- _GIVEN TASK_
Copy out everything in the records below, from the line containing "Detection task: search for any refrigerator" down to the line containing "349, 120, 358, 199", both lines included. Reproduce those lines unchanged and nothing else.
##### DATASET ENTRIES #####
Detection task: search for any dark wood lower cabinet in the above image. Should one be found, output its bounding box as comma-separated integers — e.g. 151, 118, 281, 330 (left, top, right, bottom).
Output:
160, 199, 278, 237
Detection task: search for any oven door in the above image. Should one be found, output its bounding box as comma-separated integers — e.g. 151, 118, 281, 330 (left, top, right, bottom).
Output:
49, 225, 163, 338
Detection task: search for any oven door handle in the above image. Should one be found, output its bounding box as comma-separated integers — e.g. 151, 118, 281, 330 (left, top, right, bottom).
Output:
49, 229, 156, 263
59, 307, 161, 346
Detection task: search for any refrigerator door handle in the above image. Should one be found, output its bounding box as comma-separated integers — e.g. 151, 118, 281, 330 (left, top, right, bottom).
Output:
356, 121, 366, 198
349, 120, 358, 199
#####
##### DATASET ENTRIES #####
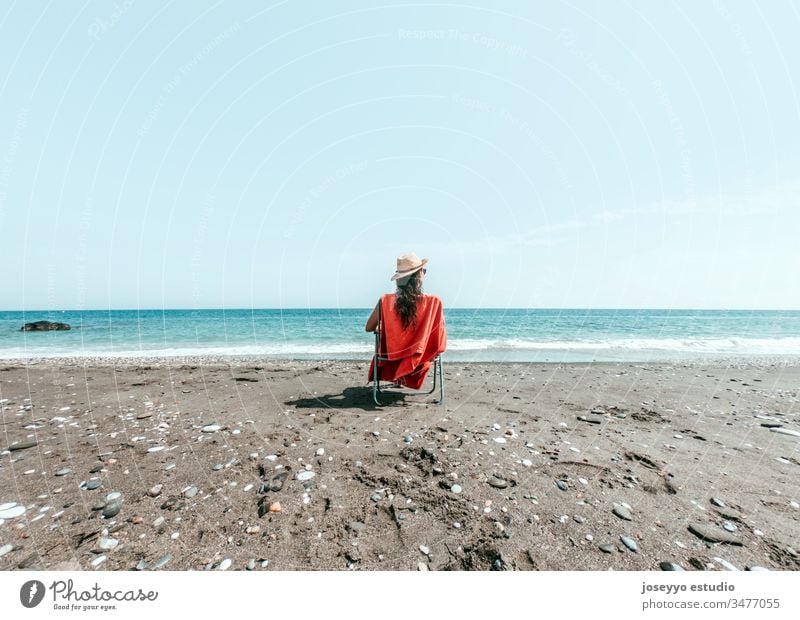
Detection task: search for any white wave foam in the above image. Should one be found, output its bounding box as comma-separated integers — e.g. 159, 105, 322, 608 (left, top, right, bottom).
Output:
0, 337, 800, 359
#####
- _THE REPLY_
Detection task: search for any refrigerator door handle in the above image. Should one be found, output its bounding box as comma-separated integers — e.g. 151, 118, 281, 330 (left, top, right, bottom).
Output:
356, 121, 366, 198
349, 120, 358, 199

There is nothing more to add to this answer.